- **Jobs**
**1)** In the goat-bottle thread, what kind of nipples does Pearce Pastures use for the little Nigerians?
**2)** Reproduce the part of the goat-bottle thread starting at "I really like" and ending at "Hope that helps!", swapping "picky" for "fussy".
**3)** Turn the goat-bottle thread's paragraph beginning "I'm using human bottles from Walmart" into a short list that keeps its main facts.

- **Source document**
# best bottle to feed baby goats



## kyla mire (Jun 1, 2015)

What is the best bottle to feed baby goats?
Right now I'm using a baby bottle I ordered some lamb bottles n nipples but won't b in until 2 weeks I need to get some sooner then 2 weeks I'm feeding 4 babies


----------



## Pioneer Chicken (Jun 3, 2015)

This is what I use for my kids; you could also possibly use a plastic coke or water bottle: http://hoeggerfarmyard.com/xcart/Lamb-and-Kid-Feeding-Bottle.html

I really like the clear lamb nipples from Tractor supply; great for kids which are picky about the plasticy/ rubbery Pritchard nipples or that are started later in life on the bottle. http://www.tractorsupply.com/en/store/producers-pridereg;-pritchard-nipples-pack-of-2 

Hoegger also has a soft lamb nipple that I like.  http://hoeggerfarmyard.com/xcart/Control-flow-Pop-Bottle-Nipple.html

Hope that helps!


----------



## Pearce Pastures (Jun 8, 2015)

We use pop bottles and two types of nipples: for boer babies we use gray lambar nipples and for our little Nigerians we use pritchard nipples.


----------



## kyla mire (Jun 8, 2015)

K thanks I'm still waiting for mine to come in so for now it's baby bottles but I found a baby bottle nipple that's x cut n working great


----------



## GLENMAR (Jun 8, 2015)

I'm using human bottles from Walmart.     Human nipples too, but the pop bottle nipples from Hoggers fit on them too. I am using both human and the pop bottle nipples.


----------



## lkmartin1230 (Jul 6, 2015)

Use human bottles for sure. My weaker kids usually have a hard time latching to the actual lamb and kid tops.


----------

- **Data section**
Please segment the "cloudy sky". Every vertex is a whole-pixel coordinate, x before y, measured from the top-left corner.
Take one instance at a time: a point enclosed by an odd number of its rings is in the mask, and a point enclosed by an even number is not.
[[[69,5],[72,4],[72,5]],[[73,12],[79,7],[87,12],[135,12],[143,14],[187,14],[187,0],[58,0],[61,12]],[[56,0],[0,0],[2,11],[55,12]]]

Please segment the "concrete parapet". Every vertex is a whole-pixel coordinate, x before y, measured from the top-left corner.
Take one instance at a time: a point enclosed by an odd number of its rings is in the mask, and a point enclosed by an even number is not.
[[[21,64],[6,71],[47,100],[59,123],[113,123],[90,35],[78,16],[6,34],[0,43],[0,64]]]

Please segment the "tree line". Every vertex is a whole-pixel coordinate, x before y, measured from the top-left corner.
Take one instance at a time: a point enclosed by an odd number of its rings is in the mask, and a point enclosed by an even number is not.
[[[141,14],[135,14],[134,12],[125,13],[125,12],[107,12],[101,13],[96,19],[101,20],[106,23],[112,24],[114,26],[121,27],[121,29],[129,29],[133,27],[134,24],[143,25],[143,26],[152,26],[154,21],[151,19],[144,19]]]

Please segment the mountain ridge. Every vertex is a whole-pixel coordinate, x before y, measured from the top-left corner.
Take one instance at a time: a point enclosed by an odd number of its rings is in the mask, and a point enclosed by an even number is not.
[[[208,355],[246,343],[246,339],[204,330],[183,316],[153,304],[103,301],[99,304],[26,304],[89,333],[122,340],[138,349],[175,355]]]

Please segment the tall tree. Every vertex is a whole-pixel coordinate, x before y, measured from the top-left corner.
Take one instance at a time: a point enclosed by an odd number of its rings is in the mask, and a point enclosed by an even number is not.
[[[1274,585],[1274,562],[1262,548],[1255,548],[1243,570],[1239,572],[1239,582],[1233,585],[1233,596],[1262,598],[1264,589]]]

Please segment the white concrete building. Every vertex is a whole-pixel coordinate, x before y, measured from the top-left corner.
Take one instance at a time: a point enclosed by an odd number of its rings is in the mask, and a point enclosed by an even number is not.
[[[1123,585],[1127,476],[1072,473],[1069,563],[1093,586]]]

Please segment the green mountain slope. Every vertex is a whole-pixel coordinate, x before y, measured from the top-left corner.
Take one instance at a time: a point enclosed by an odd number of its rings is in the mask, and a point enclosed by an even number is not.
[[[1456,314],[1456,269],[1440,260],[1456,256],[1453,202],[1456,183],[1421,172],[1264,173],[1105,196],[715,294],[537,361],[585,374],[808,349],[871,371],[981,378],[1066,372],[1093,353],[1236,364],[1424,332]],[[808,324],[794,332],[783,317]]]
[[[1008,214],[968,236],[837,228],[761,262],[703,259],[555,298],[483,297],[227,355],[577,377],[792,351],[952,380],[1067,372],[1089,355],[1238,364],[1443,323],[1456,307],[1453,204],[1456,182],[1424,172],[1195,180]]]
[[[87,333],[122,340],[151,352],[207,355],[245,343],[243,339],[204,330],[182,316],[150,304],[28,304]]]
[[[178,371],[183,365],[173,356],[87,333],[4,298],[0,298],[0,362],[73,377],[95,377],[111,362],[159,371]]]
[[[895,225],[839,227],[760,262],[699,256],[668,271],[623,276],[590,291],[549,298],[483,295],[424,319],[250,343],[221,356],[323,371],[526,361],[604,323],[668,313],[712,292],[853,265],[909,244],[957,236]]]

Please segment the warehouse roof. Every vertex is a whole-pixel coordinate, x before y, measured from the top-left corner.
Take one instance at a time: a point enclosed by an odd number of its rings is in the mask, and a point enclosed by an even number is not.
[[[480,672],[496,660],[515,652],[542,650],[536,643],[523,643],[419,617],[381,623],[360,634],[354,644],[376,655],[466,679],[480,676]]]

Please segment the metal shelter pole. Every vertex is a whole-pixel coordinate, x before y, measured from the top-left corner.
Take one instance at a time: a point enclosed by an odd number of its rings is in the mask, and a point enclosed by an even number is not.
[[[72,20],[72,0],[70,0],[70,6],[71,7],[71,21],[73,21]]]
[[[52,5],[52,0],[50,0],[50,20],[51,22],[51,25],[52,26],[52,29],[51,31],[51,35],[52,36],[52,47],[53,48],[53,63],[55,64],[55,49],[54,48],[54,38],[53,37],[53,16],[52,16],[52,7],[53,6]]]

- **List of solutions**
**1)** Pritchard nipples.

**2)**
I really like the clear lamb nipples from Tractor supply; great for kids which are fussy about the plasticy/ rubbery Pritchard nipples or that are started later in life on the bottle. http://www.tractorsupply.com/en/store/producers-pridereg;-pritchard-nipples-pack-of-2 

Hoegger also has a soft lamb nipple that I like.  http://hoeggerfarmyard.com/xcart/Control-flow-Pop-Bottle-Nipple.html

Hope that helps!

**3)**
- Bottles: human bottles from Walmart.
- Nipples: both human nipples and the pop bottle nipples from Hoggers.
- The Hoggers pop bottle nipples also fit the human bottles.